Hi, we took a few screenshots from our web application, added some brief descriptive text about what it does, fed it to regular ChatGPT 4+ and asked it to analyze the screenshots. Then we asked it a few user questions of the “How do I do this?” variety. It did extremely well!
Would this process scale, if we took 50-100 screenshots, stuffed them into files and fed them as the initial file list for an Assistant? The 20 file limit, 512MB per file is huge - I imagine we could fit everything we needed in a single PDF file of 5-10 MB. The user conversations would be short, we are not looking for it to solve complex questions.
Any feedback on the feasibility of this would be appreciated and whether the “stuffing all screenshots and descriptive text into one PDF” is the best way to feed a file to the Assistant.
Edits - Work Plan For Customer Service Assistant
I will update this section as new information learned.
Open issues/notes for myself in italics below
- Generate screenshots of web application
- Host screenshots on a web site that ChatGPT can access (Use GUID parameter in URL for a minimal security layer?)

● **Required work**
1. List each step the forum post says its authors took in their first trial with ChatGPT.
2. According to the forum post, what kind of single file and what size could hold everything they needed?
The data that follows has no connection to the forum post.

● **Stored data**
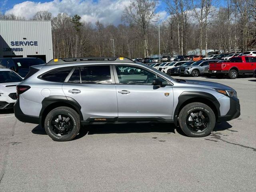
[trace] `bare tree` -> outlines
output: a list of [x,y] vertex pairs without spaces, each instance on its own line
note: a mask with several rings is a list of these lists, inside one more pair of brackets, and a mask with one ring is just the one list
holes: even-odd
[[38,21],[50,21],[52,20],[52,14],[48,11],[40,11],[36,12],[32,18],[32,20]]
[[148,56],[148,26],[155,16],[156,2],[155,0],[132,0],[131,4],[125,7],[123,18],[132,24],[142,29],[144,44],[144,56]]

● **Task-by-task results**
1.
- Took a few screenshots from their web application
- Added some brief descriptive text about what it does
- Fed it to regular ChatGPT 4+
- Asked it to analyze the screenshots
- Asked it a few user questions of the "How do I do this?" variety

2. A single PDF file of 5-10 MB.